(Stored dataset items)
——

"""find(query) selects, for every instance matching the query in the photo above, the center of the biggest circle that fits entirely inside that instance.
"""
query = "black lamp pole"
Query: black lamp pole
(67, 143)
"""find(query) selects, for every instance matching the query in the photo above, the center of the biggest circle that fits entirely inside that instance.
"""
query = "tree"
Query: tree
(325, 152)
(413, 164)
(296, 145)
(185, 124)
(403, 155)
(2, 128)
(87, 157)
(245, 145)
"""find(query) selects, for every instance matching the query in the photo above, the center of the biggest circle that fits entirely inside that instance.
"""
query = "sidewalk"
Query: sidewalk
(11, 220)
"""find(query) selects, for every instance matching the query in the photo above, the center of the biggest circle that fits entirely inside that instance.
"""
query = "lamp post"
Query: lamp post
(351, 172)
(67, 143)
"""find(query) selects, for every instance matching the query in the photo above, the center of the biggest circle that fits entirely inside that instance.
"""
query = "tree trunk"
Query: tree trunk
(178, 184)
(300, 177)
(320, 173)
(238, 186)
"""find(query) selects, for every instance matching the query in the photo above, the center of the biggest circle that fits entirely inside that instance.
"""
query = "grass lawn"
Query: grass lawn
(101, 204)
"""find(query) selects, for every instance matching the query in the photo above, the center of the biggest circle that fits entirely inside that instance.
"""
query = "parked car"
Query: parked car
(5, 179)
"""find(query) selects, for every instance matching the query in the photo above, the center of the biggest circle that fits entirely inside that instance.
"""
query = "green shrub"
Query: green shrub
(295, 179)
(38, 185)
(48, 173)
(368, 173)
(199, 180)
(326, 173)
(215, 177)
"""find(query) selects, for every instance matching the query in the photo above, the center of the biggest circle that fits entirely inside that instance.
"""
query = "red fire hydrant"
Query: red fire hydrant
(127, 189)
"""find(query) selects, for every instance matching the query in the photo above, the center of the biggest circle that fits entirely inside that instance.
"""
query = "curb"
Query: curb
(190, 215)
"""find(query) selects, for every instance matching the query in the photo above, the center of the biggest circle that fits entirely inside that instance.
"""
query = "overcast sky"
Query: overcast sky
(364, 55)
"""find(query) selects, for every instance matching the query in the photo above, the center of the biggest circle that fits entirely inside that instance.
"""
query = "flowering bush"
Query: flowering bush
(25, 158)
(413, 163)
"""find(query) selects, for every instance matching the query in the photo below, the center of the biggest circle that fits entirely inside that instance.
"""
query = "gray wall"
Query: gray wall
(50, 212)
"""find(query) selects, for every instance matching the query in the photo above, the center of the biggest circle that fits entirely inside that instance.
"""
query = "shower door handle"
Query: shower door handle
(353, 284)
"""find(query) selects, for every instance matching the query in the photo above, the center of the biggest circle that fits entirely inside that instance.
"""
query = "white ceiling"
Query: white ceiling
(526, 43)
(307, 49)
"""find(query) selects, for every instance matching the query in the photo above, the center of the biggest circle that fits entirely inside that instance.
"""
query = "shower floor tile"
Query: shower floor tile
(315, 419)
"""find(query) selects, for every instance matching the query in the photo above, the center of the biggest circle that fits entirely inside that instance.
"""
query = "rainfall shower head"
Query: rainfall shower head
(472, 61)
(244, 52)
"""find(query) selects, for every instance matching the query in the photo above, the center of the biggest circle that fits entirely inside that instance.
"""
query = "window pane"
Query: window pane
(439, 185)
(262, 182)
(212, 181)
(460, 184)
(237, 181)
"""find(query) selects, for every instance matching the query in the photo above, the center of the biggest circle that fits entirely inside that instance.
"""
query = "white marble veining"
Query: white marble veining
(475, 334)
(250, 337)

——

(Exercise prompt): The expected output is the complete data, repeated exactly.

(Result for this exercise):
"""find(query) selects, for every instance matching the query in the photo above, the center of the biggest circle that fits entirely inside that instance.
"""
query = "black lamp pole"
Query: black lamp pole
(67, 143)
"""find(query) selects, for every instance matching the query in the photo above, the center of the biggest circle that fits entirely inside that instance.
"""
query = "tree"
Query: tree
(325, 152)
(413, 164)
(296, 145)
(185, 124)
(403, 155)
(2, 128)
(87, 157)
(245, 145)
"""find(query) selects, for every instance matching the query in the photo above, the center of the biggest circle that fits entirely inside that instance.
"""
query = "sidewalk"
Query: sidewalk
(11, 220)
"""find(query) selects, for every instance matching the query in the photo above, the center of the biggest circle that fits entirely inside that instance.
"""
query = "lamp post"
Query: lamp post
(351, 172)
(67, 143)
"""find(query) selects, for every instance matching the query in the photo above, the center of the biggest circle that fits entirely inside that instance.
"""
query = "tree trunk"
Query: tree trunk
(178, 184)
(300, 177)
(320, 173)
(238, 186)
"""find(query) selects, for every instance matching the query in the photo above, the center of the biggest circle that fits entirely inside that instance.
"""
query = "grass lawn"
Query: grass lawn
(101, 204)
"""find(query) selects, for every instance matching the query in the photo above, the center of the biggest circle that fits entirely inside that instance.
"""
query = "parked car"
Query: parked car
(5, 179)
"""find(query) selects, for every instance matching the query in the photo above, the center of the biggest circle that fits entirely inside that instance.
"""
query = "green shrub"
Query: green shrub
(295, 179)
(38, 185)
(48, 173)
(368, 173)
(199, 180)
(326, 173)
(215, 177)
"""find(query) selects, for every instance matching the query in the photo above, the center of the biggest circle that fits entirely inside that instance.
"""
query = "red fire hydrant"
Query: red fire hydrant
(127, 189)
"""find(query) selects, for every instance matching the query in the photo above, the center of the biggest circle that fits entirely inside that instance.
"""
query = "curb"
Query: curb
(190, 215)
"""find(query) selects, for every instance matching the query in the photo above, the center of the biggest circle that fits entirely inside that instance.
"""
query = "overcast sky"
Query: overcast sky
(364, 55)
"""find(query) selects, for every instance matching the query in the photo above, the center of the biggest circle that fits entirely inside that instance.
"""
query = "flowering bush"
Query: flowering bush
(25, 158)
(413, 163)
"""find(query) selects, for every instance matching the query in the photo below, the center of the biggest circle that fits entirely inside that instance.
"""
query = "gray wall"
Query: gray wall
(50, 212)
"""find(query) selects, for every instance matching the query in the photo above, the center of the biggest circle that fits entirely inside that instance.
"""
query = "shower door handle"
Query: shower door handle
(353, 284)
"""find(query) selects, for every instance matching the query in the photo above, the center of the biggest circle that fits entirely inside that instance.
"""
query = "white ceiling"
Query: white ceiling
(526, 43)
(307, 49)
"""find(query) selects, for every instance matching the query in the photo above, the center of the biggest circle that fits entirely inside that instance.
"""
query = "shower floor tile"
Query: shower floor tile
(315, 419)
"""find(query) selects, for every instance matching the query in the photo above, the center of the biggest circle that fits entirely inside that instance.
"""
query = "rainfall shower head"
Query: rainfall shower head
(472, 61)
(244, 52)
"""find(query) selects, for every instance matching the query in the photo above, the center of the biggest circle that fits entirely inside that instance.
"""
query = "window pane"
Query: window pane
(439, 185)
(262, 182)
(212, 181)
(460, 184)
(237, 181)
"""find(query) selects, for every instance matching the query in the photo above, the center of the biggest circle that fits entirely inside that instance.
"""
query = "white marble veining"
Query: white marble veining
(475, 334)
(250, 337)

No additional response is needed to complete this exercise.